## Source text:

>>>>

Saudi Arabia Isn't Having a Feminist Revolution
Saudi Arabia's first ever anti-domestic-abuse ad.
When it comes to women's rights, Saudi Arabia takes baby steps to a whole new level of infancy. (In utero steps? Spermy steps?) Sure, the King Khalid Charitable Foundation launched the country's first ever anti-domestic-violence ad last month, but women are still unable to defend themselves against those same domestic-violence cases in court. In 2013.
One other huge breakthrough that I'm sure would have Susan B. Anthony setting off streamers in her grave is new legislation that allows women to ride bicycles. Granted, they still have to be supervised by men—but bicycles! Think of the endless freedoms that come with finally being able to cycle around Riyadh, a city not built with cyclists in mind whatsoever!
Oh, also, girls in private schools are now allowed to play sports, but girls in state schools still can't. So, much like in other parts of the world, the amount of rights a person gets depends entirely on their wealth.
Despite these forward-thinking changes, Saudi Arabia was still ranked 131 out of 134 countries for gender parity in the 2012 World Economic Forum Global Gender Gap Report. So recent, optimistic reports of Saudi Arabia going through a "feminist revolution" seem a little off the mark.
I spoke to Nouf Alhimiary, a 20-year-old photographer from Jeddah, about the challenges she faced when trying to put on an art exhibition about Saudi women in a country where basically every minutely inflammatory art piece gets banned from public display.
VICE: Hey, Nouf. How come you were only allowed to display half of your exhibition?

<<<<

## Extracted data:
>>>>

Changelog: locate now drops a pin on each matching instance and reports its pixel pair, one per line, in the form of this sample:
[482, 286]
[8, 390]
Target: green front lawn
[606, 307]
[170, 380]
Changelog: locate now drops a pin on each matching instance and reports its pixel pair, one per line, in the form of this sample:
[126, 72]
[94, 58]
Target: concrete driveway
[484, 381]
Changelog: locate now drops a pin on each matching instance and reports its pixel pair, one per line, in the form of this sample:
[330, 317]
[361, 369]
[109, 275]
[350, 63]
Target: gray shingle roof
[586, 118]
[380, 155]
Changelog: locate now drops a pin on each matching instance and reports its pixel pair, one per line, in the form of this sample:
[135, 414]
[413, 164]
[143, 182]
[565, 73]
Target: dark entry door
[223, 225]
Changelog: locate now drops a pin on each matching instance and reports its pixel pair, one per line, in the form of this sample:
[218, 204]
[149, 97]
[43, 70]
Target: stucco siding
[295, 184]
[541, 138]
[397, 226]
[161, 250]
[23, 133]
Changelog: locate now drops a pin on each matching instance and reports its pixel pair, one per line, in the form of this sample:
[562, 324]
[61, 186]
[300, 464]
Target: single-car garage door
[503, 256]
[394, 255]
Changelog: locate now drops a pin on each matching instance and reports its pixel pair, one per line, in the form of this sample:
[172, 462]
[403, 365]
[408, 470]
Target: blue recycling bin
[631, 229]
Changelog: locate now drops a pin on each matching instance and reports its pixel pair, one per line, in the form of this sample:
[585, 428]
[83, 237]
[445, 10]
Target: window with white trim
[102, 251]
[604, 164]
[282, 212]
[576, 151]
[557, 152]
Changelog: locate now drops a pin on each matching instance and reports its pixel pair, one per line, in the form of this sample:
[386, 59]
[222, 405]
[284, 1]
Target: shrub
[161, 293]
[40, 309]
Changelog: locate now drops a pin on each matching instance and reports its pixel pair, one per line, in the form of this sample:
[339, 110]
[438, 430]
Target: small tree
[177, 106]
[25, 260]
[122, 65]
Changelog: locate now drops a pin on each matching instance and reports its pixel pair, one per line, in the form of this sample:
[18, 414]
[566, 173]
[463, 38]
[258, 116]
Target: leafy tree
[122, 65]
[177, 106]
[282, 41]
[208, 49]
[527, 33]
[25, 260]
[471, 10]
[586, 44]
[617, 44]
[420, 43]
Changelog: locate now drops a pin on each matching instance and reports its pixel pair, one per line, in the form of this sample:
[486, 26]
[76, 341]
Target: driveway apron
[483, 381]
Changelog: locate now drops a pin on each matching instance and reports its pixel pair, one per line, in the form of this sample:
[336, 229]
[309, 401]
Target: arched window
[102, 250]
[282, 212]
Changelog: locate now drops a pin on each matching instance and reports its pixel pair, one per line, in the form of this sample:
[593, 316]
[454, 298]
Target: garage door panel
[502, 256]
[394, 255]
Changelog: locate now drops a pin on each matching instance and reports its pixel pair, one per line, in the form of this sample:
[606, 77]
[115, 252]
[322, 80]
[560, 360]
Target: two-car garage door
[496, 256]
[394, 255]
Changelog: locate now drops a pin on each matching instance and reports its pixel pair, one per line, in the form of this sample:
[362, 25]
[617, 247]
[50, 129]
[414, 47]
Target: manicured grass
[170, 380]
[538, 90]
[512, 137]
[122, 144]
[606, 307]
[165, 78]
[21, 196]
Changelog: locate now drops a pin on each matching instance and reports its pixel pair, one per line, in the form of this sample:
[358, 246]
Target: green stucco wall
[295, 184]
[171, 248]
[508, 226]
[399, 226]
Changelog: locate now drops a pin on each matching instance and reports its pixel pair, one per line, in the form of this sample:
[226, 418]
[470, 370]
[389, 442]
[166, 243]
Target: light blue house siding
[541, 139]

<<<<

## Requirements:
1) According to the article about women's rights in Saudi Arabia, what rank did Saudi Arabia receive for gender parity in the 2012 World Economic Forum Global Gender Gap Report?
2) Retype the passage of the article about women's rights in Saudi Arabia word for word, starting at "Saudi Arabia Isn't" and ending at "court. In 2013.".
Rely only on the article about women's rights in Saudi Arabia.

## Solutions to the exercise:
1) 131 out of 134 countries

2)
Saudi Arabia Isn't Having a Feminist Revolution
Saudi Arabia's first ever anti-domestic-abuse ad.
When it comes to women's rights, Saudi Arabia takes baby steps to a whole new level of infancy. (In utero steps? Spermy steps?) Sure, the King Khalid Charitable Foundation launched the country's first ever anti-domestic-violence ad last month, but women are still unable to defend themselves against those same domestic-violence cases in court. In 2013.